[Start Selected passage]

Figure 2 The units abbreviation scheme proposed early 2000.


In November, Warren met with the SBML development team at the ISCB in Tokyo, Japan. It was agreed that one of the areas where CellML and SBML should be interoperable if possible was the area of units. The SBML team considered the triplet-based form of units definition in CellML too complex to parse, and suggested breaking down the strings into their individual components, each with their own attributes. This seemed reasonable. The SBML spec at that time didn't allow a scale factor on each quantity, so this was added to SBML and then the two specs could basically agree. At the end of the November meeting, the proposed CellML specification of units looked something like that shown in Figure 3.


<!-- the <units_abbreviation_table> appears inside a <model> element -->
<units_abbreviation_table>
  
<units abbreviation="dimensionless" />

  
<units abbreviation="concentration">
    
<unit exponent="1" scale="n" type="mol" />
    
<unit exponent="-3" scale="m" type="m" />
  
</units>
</units_abbreviation_table>

<!-- the <variable> element appears inside a <component> element -->
<variable name="A" units="concentration" />

Figure 3 The units scheme agreed on after discussions with the SBML team.

[End Selected passage]
[Start Dataset rows]

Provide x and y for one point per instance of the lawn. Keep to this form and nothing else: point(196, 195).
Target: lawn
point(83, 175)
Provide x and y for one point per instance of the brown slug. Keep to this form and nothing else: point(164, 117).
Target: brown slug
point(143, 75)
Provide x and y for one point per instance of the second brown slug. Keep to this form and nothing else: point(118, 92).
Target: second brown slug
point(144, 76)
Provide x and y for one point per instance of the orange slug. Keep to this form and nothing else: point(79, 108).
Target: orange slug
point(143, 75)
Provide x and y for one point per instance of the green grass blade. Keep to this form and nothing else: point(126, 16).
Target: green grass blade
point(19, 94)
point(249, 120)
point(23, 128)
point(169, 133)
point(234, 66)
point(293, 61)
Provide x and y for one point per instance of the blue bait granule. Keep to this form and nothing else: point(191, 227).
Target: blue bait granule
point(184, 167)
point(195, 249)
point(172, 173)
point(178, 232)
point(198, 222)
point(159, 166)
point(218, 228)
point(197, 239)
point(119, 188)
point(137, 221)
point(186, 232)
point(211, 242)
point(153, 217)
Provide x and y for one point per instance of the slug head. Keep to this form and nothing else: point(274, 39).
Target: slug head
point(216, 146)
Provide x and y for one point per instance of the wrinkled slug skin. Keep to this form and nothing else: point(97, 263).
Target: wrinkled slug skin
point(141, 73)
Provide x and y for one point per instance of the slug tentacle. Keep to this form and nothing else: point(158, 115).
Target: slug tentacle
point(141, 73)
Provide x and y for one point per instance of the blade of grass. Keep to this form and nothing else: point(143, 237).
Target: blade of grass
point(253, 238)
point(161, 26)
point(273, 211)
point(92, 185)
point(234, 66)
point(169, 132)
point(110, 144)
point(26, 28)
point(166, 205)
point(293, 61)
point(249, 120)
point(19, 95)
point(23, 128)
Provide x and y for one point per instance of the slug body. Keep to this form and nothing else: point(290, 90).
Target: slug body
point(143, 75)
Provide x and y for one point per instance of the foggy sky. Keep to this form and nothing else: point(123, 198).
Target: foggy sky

[End Dataset rows]

* [What to do]
1) From the passage on CellML units, print the part that opens with the words containing "Figure 2 The" and closes with "in Figure 3.".
2) Summarize the passage on CellML units in two sentences.
3) Write the next part of the passage on CellML units, picking up after the caption of Figure 3.
The entries have nothing to do with this.

* [Solved tasks]
1)
Figure 2 The units abbreviation scheme proposed early 2000.


In November, Warren met with the SBML development team at the ISCB in Tokyo, Japan. It was agreed that one of the areas where CellML and SBML should be interoperable if possible was the area of units. The SBML team considered the triplet-based form of units definition in CellML too complex to parse, and suggested breaking down the strings into their individual components, each with their own attributes. This seemed reasonable. The SBML spec at that time didn't allow a scale factor on each quantity, so this was added to SBML and then the two specs could basically agree. At the end of the November meeting, the proposed CellML specification of units looked something like that shown in Figure 3.

2) In November, Warren met the SBML development team in Tokyo, where both sides agreed that CellML and SBML should be interoperable on units if possible. Because the SBML team found CellML's triplet-based units definitions too complex to parse, the strings were broken into individual components with their own attributes, and a scale factor was added to SBML so the two specifications could basically agree.

3)
3  Units Specification 12 January 2001

One of the key features ensuring robustness and re-usability of CellML components and models is the requirement that all variables and bare numbers have a set of units declared for them. This allows the connection of components and models where the units on variables that are to be mapped to one another are different (assuming that they are still of the same dimensionality), and for the consistency checking of equations.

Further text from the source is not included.